--- Start of DATA RECORDS ---
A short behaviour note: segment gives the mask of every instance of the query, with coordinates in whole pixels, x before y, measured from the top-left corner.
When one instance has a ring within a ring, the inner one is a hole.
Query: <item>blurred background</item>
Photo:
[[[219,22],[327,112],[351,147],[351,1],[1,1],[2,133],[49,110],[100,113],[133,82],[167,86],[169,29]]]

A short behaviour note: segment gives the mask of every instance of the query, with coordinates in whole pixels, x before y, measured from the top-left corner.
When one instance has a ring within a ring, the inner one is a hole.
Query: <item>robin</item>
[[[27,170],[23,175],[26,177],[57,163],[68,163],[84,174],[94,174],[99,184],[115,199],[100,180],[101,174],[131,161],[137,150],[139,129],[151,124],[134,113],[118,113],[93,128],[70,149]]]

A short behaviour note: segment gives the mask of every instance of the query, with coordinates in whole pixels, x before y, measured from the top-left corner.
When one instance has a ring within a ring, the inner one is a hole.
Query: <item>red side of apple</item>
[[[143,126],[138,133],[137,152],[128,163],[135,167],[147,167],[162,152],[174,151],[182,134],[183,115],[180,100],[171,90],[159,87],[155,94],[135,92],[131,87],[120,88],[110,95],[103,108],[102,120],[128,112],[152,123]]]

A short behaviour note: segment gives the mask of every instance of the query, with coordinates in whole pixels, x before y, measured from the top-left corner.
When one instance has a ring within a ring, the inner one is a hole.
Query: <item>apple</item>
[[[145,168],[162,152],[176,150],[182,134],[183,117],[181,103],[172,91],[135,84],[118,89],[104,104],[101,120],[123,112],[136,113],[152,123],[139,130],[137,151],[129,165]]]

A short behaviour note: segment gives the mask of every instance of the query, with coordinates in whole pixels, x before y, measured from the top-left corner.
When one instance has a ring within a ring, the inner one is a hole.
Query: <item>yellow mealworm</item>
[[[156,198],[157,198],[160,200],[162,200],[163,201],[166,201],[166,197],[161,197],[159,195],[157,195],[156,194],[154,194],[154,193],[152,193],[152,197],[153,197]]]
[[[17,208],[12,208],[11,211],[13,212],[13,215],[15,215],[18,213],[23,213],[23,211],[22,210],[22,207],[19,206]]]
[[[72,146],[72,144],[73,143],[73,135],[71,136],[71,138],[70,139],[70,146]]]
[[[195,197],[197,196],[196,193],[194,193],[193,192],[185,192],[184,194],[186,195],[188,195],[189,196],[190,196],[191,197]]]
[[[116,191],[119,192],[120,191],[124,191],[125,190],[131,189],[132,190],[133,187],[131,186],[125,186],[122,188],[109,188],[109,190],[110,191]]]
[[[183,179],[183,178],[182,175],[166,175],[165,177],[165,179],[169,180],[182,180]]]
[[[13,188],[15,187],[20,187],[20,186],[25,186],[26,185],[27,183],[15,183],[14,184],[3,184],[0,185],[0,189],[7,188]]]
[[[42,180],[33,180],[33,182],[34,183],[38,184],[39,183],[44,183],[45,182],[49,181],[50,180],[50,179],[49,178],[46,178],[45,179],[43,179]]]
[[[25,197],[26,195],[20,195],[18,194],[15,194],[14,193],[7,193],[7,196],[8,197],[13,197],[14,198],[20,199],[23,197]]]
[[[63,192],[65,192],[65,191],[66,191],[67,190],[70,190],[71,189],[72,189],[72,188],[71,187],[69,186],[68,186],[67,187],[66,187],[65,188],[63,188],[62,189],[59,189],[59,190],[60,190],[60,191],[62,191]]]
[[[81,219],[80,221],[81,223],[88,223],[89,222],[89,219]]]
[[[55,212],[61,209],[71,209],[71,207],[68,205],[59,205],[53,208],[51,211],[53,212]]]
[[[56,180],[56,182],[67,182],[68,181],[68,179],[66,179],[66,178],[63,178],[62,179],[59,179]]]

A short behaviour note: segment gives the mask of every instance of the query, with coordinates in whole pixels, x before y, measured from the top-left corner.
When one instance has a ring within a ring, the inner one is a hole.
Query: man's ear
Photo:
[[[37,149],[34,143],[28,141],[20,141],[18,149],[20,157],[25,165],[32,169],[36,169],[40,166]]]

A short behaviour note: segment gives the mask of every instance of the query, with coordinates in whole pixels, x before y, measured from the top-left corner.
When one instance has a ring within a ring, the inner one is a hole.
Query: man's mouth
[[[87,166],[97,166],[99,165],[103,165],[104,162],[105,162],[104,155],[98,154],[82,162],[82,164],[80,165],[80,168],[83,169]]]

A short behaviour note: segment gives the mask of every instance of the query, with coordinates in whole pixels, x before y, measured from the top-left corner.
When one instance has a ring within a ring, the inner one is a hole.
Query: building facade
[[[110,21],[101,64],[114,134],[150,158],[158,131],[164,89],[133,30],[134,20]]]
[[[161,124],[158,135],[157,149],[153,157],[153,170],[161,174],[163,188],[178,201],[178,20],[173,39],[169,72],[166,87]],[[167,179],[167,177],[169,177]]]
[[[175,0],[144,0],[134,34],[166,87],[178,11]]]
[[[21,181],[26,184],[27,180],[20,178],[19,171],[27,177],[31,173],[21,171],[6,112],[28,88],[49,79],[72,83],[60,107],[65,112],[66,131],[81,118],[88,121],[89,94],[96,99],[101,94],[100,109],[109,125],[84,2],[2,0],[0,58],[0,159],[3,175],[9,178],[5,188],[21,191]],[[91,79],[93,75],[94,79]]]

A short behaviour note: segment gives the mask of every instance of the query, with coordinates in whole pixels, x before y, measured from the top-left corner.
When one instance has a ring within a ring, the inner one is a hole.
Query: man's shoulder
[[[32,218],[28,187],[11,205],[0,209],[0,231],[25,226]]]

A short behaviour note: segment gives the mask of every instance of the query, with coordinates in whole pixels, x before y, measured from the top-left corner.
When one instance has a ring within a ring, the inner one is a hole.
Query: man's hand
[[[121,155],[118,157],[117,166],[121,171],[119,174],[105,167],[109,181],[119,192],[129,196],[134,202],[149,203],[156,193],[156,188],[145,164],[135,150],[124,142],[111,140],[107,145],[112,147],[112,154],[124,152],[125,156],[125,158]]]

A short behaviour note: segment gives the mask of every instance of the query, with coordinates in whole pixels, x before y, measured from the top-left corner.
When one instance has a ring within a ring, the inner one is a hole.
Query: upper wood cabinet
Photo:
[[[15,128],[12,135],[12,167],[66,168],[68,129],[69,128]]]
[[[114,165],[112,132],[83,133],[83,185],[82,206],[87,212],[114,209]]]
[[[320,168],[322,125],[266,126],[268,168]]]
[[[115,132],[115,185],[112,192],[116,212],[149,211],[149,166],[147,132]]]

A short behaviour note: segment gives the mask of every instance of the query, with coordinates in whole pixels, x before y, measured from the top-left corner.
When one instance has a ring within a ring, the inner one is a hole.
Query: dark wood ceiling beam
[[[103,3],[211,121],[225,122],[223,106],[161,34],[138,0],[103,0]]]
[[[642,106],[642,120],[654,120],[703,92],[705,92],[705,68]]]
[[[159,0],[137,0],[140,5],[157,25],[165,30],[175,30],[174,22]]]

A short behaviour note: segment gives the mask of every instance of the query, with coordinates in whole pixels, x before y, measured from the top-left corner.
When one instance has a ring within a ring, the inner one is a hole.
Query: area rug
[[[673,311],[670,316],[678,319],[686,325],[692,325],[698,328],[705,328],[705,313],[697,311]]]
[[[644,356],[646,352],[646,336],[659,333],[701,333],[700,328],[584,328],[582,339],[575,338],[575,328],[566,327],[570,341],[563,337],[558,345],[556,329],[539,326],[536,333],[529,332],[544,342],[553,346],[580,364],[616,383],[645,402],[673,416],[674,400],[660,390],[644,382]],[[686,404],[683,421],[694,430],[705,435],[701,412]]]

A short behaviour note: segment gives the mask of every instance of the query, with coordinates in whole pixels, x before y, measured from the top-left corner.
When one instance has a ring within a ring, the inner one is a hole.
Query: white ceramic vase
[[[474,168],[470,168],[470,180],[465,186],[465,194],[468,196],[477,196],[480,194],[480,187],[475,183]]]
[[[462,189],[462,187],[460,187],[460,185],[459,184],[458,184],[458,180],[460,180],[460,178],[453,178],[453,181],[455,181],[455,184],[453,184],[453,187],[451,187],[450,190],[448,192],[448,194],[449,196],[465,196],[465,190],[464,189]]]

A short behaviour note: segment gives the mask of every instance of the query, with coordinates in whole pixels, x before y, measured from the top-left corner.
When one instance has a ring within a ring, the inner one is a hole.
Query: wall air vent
--- End of DATA RECORDS ---
## [SHORT TASK]
Pull out every line of the listing above that contains the word "apple", with case counting.

## [OUTPUT BELOW]
Query: <item>red side of apple</item>
Query: <item>apple</item>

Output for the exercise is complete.